* Prompt 1:
In the Rust repository guide below, which file in the data directory holds the cached API response?

* Source document:
§ §
Checking Cached Languages

#![allow(unused)]
fn main() {
// List cached languages
let languages = repo.cached_languages()?;
for lang in &languages {
    println!("Cached: {}", lang);
}

// Check if specific language is cached
if languages.iter().any(|l| l.as_ref() == "heb") {
    println!("Hebrew is cached");
}
}

Data Directory

The repository manages a data directory containing:

~/.cache/unimorph/
├── datasets.db              # SQLite database
└── available_languages.json # Cached API response

Get the data directory:

#![allow(unused)]
fn main() {
let data_dir = repo.data_dir();
println!("Data stored in: {}", data_dir.display());
}

Full Example

use unimorph_core::Repository;

#[tokio::main]
async fn main() -> anyhow::Result<()> {
    // Open repository
    let repo = Repository::open_default()?;
    
    // Download Hebrew if not cached
    let cached = repo.cached_languages()?;
    if !cached.iter().any(|l| l.as_ref() == "heb") {
        println!("Downloading Hebrew...");
        repo.download("heb").await?;
    }
    
    // Query the data
    let store = repo.store();
    let forms = store.inflect("heb", "כתב")?;
    
    println!("Found {} forms of כתב:", forms.len());
    for entry in &forms {
        println!("  {} - {}", entry.form, entry.features);
    }
    
    Ok(())
}

Error Handling

#![allow(unused)]
fn main() {
use unimorph_core::{Repository, Error};

async fn download_language(repo: &Repository, lang: &str) -> anyhow::Result<()> {
    match repo.download(lang).await {
        Ok(()) => println!("Downloaded {}", lang),
        Err(Error::Network(e)) => {
            println!("Network error: {}", e);
            println!("Check your connection and try again");
        }
        Err(Error::InvalidLanguage(l)) => {
            println!("Invalid language code: {}", l);
        }
        Err(e) => return Err(e.into()),
    }
    Ok(())
}
}

Async Runtime

Download operations are async and require a runtime:

// With tokio
#[tokio::main]
async fn main() {
    let repo = Repository::open_default().unwrap();
    repo.download("heb").await.unwrap();
}

// Or with block_on
fn main() {
    let rt = tokio::runtime::Runtime::new().unwrap();
    let repo = Repository::open_default().unwrap();
    rt.block_on(repo.download("heb")).unwrap();
}

Query Builder

The query builder provides a fluent interface for flexible searching.
§ §
(Bounding-box records)
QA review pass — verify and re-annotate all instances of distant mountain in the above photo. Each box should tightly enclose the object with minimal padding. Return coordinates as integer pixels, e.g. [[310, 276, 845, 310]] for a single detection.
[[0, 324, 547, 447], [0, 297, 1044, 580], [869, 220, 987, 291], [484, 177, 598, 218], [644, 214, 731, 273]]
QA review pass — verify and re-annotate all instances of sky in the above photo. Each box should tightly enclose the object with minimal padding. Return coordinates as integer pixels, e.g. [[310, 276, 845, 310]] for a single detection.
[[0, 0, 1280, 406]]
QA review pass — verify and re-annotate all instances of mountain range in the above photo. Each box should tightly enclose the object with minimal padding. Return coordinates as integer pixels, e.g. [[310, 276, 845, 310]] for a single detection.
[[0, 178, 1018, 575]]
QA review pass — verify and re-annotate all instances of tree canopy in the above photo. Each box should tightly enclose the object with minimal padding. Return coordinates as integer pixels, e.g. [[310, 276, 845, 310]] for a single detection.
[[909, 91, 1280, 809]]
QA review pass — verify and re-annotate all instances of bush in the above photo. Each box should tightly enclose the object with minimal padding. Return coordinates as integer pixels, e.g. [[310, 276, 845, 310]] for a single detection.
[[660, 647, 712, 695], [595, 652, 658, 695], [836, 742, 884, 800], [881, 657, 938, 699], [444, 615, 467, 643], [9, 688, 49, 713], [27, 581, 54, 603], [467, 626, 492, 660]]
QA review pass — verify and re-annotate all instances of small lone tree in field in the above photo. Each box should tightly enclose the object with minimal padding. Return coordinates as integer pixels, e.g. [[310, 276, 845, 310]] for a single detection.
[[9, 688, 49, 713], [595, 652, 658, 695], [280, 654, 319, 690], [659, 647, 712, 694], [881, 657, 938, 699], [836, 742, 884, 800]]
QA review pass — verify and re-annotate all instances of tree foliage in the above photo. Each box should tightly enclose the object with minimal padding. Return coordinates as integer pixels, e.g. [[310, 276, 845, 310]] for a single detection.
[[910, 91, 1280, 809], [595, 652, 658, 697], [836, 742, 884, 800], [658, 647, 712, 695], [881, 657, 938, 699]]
§ §
* Prompt 2:
From the bounding-box listing, rewrite as a numbered list the part that opens with the line containing "of tree canopy" and closes with the line containing "[[909, 91, 1280, 809]]", skipping blank lines.

* Exercise output 1:
available_languages.json

* Exercise output 2:
1. QA review pass — verify and re-annotate all instances of tree canopy in the above photo. Each box should tightly enclose the object with minimal padding. Return coordinates as integer pixels, e.g. [[310, 276, 845, 310]] for a single detection.
2. [[909, 91, 1280, 809]]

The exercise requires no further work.